Sandusky was convicted on 45 of 48 charges in June 2012 and is serving a 30- to 60-year sentence. Paterno died of lung cancer in January 2012.

Moving forward from the scandal has been a difficult challenge for Penn State, requiring leaders to distance the university from the scandal while juggling the wishes of ardent Penn State supporters who credit Paterno for giving the university a strong identity.

“Depending on their position, people may look at him differently, but it doesn’t change that he created that here, or helped to create that here,” Athletic Director Sandy Barbour said in August.

A statue of Paterno was removed from outside Beaver Stadium on July 22, 2012, and university-sponsored signs of him are hard to find. Paterno’s name is still on the campus library, which was built in part by his donations.

Freddie Freeman homered, and the host Atlanta Braves used a five-run fifth inning to beat the San Diego Padres, 9-6, and complete their first three-game sweep at Turner Field this season.

One day after Minnesota dipped below Atlanta for the worst record in the majors, the Braves kept on winning behind six solid innings from Mike Foltynewicz.

The Braves scored at least seven runs for a fifth consecutive home game, the first time they had done that since Aug. 7-10, 1953, the team’s debut season in Milwaukee.

DRUG SUSPENSIONS ISSUED The Boston minor league outfielder Chad Hardy received a 60-game suspension without pay after testing positive for Tamoxifen, a performance-enhancing substance.

------------------------------------------------------------------------

▶ [Problems and tasks]:
(a) Update the news briefs from "The Braves scored" through "season in Milwaukee.", replacing "seven runs" with "six runs".
(b) According to the news briefs, what sentence is Sandusky serving?
(c) Resume the news briefs after their final sentence.

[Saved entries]
------------------------------------------------------------------------

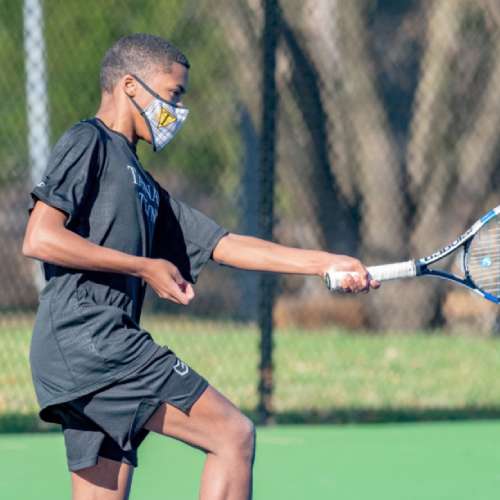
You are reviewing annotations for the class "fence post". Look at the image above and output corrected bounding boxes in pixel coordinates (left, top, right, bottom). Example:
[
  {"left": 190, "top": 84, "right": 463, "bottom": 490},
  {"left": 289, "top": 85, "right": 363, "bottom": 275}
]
[
  {"left": 258, "top": 0, "right": 279, "bottom": 424},
  {"left": 23, "top": 0, "right": 50, "bottom": 291}
]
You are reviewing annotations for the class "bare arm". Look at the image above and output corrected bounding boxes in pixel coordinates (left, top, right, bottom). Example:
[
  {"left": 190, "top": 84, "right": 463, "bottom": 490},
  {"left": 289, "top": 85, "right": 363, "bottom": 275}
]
[
  {"left": 212, "top": 234, "right": 379, "bottom": 292},
  {"left": 22, "top": 200, "right": 194, "bottom": 304}
]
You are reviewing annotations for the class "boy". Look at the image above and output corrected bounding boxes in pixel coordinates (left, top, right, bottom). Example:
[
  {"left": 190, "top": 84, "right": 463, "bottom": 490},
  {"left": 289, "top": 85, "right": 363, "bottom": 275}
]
[{"left": 23, "top": 34, "right": 379, "bottom": 500}]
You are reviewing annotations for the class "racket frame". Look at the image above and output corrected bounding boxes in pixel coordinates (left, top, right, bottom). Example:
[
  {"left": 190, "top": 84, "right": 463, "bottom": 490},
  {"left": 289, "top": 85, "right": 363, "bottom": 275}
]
[{"left": 325, "top": 205, "right": 500, "bottom": 304}]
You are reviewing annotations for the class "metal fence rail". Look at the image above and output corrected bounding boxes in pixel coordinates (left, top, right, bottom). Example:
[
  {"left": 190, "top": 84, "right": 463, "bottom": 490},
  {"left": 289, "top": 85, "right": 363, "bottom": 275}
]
[{"left": 0, "top": 0, "right": 500, "bottom": 430}]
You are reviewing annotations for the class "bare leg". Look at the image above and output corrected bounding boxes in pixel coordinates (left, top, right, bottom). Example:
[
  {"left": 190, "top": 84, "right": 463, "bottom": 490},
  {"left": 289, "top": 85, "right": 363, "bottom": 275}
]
[
  {"left": 145, "top": 387, "right": 255, "bottom": 500},
  {"left": 71, "top": 457, "right": 134, "bottom": 500}
]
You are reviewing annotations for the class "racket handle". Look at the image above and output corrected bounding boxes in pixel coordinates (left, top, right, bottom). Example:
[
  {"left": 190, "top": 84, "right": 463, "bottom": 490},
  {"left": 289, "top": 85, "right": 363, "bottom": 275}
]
[{"left": 325, "top": 260, "right": 417, "bottom": 291}]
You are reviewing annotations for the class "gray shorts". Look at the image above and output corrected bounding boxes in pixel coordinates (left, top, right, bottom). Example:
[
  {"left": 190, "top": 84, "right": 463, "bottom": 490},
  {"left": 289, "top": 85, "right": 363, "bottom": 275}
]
[{"left": 45, "top": 346, "right": 208, "bottom": 471}]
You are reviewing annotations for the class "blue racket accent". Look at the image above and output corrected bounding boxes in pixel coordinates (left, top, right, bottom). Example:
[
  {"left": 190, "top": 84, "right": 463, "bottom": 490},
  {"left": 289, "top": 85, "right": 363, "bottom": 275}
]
[
  {"left": 480, "top": 256, "right": 491, "bottom": 267},
  {"left": 325, "top": 205, "right": 500, "bottom": 304},
  {"left": 479, "top": 209, "right": 497, "bottom": 224}
]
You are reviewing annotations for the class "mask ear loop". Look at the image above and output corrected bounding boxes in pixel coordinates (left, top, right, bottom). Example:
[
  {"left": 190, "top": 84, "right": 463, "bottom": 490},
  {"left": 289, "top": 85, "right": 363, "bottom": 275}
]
[
  {"left": 130, "top": 73, "right": 185, "bottom": 109},
  {"left": 127, "top": 96, "right": 157, "bottom": 151}
]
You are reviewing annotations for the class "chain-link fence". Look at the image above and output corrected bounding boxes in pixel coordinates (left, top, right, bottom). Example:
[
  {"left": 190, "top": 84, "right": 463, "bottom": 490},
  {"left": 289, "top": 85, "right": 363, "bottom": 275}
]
[{"left": 0, "top": 0, "right": 500, "bottom": 429}]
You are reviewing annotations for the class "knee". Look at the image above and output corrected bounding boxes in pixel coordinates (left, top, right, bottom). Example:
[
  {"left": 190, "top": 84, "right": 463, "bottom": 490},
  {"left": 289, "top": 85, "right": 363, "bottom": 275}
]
[{"left": 225, "top": 415, "right": 255, "bottom": 463}]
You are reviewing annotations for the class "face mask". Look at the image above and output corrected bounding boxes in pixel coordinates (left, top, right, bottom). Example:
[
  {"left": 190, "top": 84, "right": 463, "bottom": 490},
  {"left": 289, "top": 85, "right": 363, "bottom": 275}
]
[{"left": 130, "top": 75, "right": 189, "bottom": 151}]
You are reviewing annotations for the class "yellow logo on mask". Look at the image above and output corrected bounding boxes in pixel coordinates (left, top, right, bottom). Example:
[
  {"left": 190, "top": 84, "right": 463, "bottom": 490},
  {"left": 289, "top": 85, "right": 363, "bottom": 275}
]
[{"left": 158, "top": 107, "right": 177, "bottom": 127}]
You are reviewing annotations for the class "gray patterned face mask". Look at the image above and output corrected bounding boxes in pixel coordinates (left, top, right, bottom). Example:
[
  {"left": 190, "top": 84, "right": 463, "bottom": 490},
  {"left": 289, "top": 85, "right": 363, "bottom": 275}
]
[{"left": 130, "top": 75, "right": 189, "bottom": 151}]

------------------------------------------------------------------------

▶ [Answers for the tasks]:
(a)
The Braves scored at least six runs for a fifth consecutive home game, the first time they had done that since Aug. 7-10, 1953, the team’s debut season in Milwaukee.

(b) A 30- to 60-year sentence.

(c)
The free-agent pitchers Julio Lugo and Adolfi Telleria were each suspended for 72 games without pay after testing positive for stanozolol.

Chella Choi ended the first round atop the L.P.G.A. Manulife Classic leaderboard when Belen Mozo closed with a triple bogey. Choi shot a six-under-par 66 at windy Whistle Bear in Cambridge, Ontario.

Mozo was seven under before running into trouble on the par-4 18th. The wind took her drive wide right into thick rough. She hacked her way out, found two bunkers and finally putted out for a 68.

STENSON PLAYING HURT Henrik Stenson revealed that he had shot the lowest score in major championship history, a 264 to win the British Open, with a slight cartilage tear in his right knee. Stenson withdrew after one round of the Barclays last week because of pain in his right knee, and tests revealed an injury dating to the United States Open.

Frank Lampard scored his second goal of the match three minutes into stoppage time to give New York City F.C. a 3-2 victory over visiting D.C. United.

Lampard took a pass from Khiry Shelton at the top of the penalty area, faked out a defender and goalkeeper Bill Hamid with his right foot, and then slammed the ball home with his left. David Villa scored for N.Y.C.F.C. (12-8-8) and assisted on Lampard’s first goal.

U.S. MIDFIELDER TO RETIRE Midfielder Heather O’Reilly announced her impending retirement from international soccer after a 15-year career with the United States women’s national team. O’Reilly will play her final international match on Sept. 15 against Thailand in Columbus, Ohio.

O’Reilly made her debut with the United States when she was 17. Now 31, she has 230 international appearances (seventh in national team history), 46 goals (12th) and 54 assists (sixth). She won three Olympic gold medals, as well as a World Cup title last summer.

Marissa Coleman and Shenise Johnson each hit six 3-pointers and the host Indiana Fever matched a W.N.B.A. record with 40 points in a quarter — the first — in a 98-77 victory over the Liberty. The Fever also set a franchise scoring record for a half, leading by 63-38 at the break.

Tina Charles made seven 3-pointers and had 22 points and 11 rebounds for the Liberty.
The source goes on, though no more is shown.